◆ DOCUMENT SECTION ◆
--- BEGIN ---

One quick note about HAP40 -- it's "semi-stainless" not full stainless. The exposed HAP40 below the stainless cladding line will get a hint of light gold patina color with use. It started a little blotchy, then I removed it and forced an even color with lemon juice. Since then, it has retained just that slight color difference with the stainless cladding above the line. It hasn't reacted further. It's not something to worry about, and I think it looks cool, but thought I'd mention it. The one other knife I have in a fancy powder steel is a nakiri in R2, and that doesn't patina at all.


----------



## StonedEdge (Nov 14, 2017)

How does edge retention between HAP40 and R2 compare? From your experience


----------



## Paraffin (Nov 14, 2017)

To be honest, I haven't owned these two knives (petty HAP40 and nakiri R2) long enough to get a good comparison in edge retention. I've only had them for a short period. Also, I use them differently, with lots of board contact along the whole edge with the nakiri, including some chopping, and not so much board contact with the petty knife. Based on my short experience and what I've read about these PM steels, I think it's fair to say that they're both in the same ballpark for edge retention. Definitely better retention than softer steel knives I've used, at any rate.


----------



## dwalker (Nov 14, 2017)

I've been happy with my Moritaka 150. The steel is excellent and holds a good edge. It is on the thinner side of the spectrum but not all laser. It has good distal taper and ends in a very thin tip.


----------



## StonedEdge (Nov 14, 2017)

--- END ---

◆ CHALLENGES ◆
a) Pull out each line of the rows that contains the word "handrail".
b) Write what comes next in the knife steel discussion, picking up right after its last line.
The rows that come next are unrelated to the knife steel discussion.

Entries drawn from a collection
--- BEGIN ---

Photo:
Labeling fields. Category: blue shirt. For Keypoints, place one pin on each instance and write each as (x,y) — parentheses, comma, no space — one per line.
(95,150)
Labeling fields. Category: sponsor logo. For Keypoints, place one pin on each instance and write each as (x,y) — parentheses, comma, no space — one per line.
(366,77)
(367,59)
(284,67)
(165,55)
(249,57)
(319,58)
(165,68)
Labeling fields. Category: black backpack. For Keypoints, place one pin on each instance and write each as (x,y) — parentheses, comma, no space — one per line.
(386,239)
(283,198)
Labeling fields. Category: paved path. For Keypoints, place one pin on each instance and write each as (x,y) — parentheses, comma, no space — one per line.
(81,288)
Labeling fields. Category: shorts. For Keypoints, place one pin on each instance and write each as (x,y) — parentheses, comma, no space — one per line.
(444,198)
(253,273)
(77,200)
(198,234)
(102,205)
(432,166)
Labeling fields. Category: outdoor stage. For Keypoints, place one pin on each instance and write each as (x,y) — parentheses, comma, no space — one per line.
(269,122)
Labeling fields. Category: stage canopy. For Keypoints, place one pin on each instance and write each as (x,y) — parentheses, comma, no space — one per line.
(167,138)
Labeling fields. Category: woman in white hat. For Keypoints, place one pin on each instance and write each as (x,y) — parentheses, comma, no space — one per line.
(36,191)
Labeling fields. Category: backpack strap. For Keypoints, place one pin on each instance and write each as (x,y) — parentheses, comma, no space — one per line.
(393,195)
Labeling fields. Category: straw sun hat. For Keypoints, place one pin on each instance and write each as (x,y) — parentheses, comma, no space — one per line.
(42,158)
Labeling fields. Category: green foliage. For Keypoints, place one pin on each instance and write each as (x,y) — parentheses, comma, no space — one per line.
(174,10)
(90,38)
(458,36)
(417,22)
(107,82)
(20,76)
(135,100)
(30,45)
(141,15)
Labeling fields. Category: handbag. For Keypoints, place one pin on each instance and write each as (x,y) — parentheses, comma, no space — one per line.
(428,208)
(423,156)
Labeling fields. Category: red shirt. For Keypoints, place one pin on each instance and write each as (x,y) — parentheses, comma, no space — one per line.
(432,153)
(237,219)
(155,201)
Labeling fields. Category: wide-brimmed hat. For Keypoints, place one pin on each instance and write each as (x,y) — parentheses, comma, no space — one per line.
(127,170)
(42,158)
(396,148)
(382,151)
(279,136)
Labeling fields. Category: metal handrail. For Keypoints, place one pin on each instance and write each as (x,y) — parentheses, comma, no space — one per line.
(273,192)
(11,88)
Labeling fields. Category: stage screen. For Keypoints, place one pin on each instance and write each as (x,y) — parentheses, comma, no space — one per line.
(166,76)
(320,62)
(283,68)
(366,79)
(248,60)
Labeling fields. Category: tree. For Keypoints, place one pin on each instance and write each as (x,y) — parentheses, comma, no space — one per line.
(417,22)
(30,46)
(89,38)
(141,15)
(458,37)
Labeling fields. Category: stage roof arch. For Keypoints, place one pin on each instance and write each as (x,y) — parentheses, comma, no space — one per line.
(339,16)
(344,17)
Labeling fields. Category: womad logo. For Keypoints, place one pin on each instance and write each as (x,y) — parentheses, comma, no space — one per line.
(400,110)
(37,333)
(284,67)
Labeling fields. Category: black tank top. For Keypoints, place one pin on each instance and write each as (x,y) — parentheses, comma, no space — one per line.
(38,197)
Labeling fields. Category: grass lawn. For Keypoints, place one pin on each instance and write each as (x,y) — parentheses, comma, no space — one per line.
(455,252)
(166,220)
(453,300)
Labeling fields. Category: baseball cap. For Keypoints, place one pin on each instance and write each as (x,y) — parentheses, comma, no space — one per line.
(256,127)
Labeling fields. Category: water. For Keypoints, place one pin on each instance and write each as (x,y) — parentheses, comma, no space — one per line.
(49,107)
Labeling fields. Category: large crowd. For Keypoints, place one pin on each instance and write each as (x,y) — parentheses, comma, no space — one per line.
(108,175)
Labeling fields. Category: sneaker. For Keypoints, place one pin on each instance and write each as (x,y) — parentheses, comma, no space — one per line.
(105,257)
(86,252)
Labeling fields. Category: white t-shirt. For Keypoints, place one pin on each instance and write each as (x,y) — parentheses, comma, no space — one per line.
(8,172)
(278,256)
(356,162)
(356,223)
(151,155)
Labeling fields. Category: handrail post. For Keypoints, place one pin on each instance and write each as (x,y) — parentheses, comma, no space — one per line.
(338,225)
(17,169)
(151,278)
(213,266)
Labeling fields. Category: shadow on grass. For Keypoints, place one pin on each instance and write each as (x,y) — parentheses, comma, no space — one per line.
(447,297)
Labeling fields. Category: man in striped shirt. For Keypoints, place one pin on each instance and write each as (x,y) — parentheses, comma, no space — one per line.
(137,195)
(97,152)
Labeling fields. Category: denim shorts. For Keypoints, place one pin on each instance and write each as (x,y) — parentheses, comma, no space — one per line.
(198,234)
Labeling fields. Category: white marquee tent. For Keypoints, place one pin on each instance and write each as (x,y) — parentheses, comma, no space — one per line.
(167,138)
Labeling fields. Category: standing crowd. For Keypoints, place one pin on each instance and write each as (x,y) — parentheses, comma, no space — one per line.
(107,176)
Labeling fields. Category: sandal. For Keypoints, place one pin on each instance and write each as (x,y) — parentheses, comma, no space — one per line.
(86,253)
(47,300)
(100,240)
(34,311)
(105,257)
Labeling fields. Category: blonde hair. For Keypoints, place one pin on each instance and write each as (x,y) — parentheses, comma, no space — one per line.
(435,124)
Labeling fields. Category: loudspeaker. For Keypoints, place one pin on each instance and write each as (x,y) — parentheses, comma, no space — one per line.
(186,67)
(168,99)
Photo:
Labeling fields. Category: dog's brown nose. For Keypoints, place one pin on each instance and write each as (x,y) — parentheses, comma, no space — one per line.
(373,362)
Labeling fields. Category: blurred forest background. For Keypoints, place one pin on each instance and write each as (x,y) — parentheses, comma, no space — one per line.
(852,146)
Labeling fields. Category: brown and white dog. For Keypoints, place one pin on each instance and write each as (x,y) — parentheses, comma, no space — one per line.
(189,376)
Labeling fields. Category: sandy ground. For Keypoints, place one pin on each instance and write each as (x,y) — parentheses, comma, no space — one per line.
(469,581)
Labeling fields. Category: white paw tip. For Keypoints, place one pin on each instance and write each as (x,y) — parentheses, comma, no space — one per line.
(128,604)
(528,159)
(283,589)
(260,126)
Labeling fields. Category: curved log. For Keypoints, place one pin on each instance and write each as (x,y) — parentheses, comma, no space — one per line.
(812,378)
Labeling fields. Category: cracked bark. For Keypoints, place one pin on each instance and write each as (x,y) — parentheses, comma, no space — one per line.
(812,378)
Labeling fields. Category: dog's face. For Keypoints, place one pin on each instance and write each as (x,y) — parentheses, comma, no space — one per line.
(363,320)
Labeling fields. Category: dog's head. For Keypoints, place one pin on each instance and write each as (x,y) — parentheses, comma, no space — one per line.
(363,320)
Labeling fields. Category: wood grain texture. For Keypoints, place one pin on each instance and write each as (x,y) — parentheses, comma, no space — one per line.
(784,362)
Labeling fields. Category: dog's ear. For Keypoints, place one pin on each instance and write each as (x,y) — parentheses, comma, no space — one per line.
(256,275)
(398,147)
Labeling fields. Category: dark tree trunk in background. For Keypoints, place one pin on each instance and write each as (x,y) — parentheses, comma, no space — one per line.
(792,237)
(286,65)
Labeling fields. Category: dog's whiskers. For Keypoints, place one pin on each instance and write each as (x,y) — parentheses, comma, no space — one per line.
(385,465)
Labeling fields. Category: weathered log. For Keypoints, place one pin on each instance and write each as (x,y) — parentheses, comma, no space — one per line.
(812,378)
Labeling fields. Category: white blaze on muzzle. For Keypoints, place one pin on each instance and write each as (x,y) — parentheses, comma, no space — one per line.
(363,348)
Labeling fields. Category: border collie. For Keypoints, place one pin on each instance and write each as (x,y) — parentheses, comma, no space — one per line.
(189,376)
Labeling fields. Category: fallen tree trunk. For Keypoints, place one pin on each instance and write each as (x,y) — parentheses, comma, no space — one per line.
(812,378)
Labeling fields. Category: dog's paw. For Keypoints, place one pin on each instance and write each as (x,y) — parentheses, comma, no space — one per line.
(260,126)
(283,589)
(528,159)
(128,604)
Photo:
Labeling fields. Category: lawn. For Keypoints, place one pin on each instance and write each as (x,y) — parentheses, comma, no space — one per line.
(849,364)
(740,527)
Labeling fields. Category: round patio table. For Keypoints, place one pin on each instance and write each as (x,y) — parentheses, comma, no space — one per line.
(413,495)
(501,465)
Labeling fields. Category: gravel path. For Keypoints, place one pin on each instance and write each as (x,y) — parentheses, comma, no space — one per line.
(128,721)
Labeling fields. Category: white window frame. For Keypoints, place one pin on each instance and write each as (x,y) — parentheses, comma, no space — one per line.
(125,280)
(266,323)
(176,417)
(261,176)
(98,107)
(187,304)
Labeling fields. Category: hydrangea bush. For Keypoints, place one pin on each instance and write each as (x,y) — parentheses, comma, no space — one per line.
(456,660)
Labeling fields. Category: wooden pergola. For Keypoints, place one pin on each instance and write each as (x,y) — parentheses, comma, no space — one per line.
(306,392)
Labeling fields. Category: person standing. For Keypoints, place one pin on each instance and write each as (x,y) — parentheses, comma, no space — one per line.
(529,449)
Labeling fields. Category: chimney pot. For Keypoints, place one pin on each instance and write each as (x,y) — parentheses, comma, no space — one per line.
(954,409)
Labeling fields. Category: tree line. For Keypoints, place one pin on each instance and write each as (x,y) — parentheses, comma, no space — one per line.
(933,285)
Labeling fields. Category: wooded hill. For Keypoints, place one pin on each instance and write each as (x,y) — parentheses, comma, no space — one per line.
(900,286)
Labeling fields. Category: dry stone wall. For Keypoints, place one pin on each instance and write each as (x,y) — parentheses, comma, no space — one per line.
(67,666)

--- END ---

◆ ANSWERS TO THE PROBLEMS ◆
a)
Labeling fields. Category: metal handrail. For Keypoints, place one pin on each instance and write each as (x,y) — parentheses, comma, no space — one per line.
Labeling fields. Category: handrail post. For Keypoints, place one pin on each instance and write each as (x,y) — parentheses, comma, no space — one per line.

b)
Honestly the price of the Moritaka makes it extremely attractive, it is a petty after all but I've seen some posts here a while back talking about grind issues with the blue steel Moritakas?


----------



## StonedEdge (Nov 14, 2017)

> Paraffin;5 I use them differently, with lots of board contact along the whole edge with the nakiri, including some chopping, and not so much board contact with the petty knife.



True that makes sense


----------



## Matus (Nov 15, 2017)

Munetoshi 160 is 40 mm tall - you may want to have a look. One thing though - the higher blade height comes at a price - the knife does feel a little different in use as a 'normal' 150 petty (say Yoshikane 150 SLD we have at home). 

If you want a tougher blade, than the Moritaka may not be the best choice. My friend and a pro chef has bent his at work (though he has a bit heavy handed aprroach to cuttig). He really liked the knife otherwise.

I do not know your budget ($$$ and time), but maybe you could get a semi/custom knife done (western or a JP maker). I would ask Jon if I were looking for a taller JP petty.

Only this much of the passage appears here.